[Stored items from a collection]
____________________
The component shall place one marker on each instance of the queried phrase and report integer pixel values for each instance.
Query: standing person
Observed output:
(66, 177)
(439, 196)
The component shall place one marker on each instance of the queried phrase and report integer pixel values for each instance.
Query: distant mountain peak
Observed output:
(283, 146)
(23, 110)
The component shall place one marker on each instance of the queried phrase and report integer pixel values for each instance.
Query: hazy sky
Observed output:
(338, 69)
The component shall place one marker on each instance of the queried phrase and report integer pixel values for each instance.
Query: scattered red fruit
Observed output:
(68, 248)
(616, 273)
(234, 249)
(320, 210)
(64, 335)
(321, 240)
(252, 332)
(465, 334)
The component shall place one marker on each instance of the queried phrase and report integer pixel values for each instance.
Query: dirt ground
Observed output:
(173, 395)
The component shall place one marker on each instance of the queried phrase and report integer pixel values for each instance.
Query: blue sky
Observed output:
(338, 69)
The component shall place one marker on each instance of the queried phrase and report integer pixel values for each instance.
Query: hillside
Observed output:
____________________
[YOUR OBJECTIVE] Above are the records; report how many of their lines hold the string "Query", with no other words.

[ANSWER FOR THE TASK] 7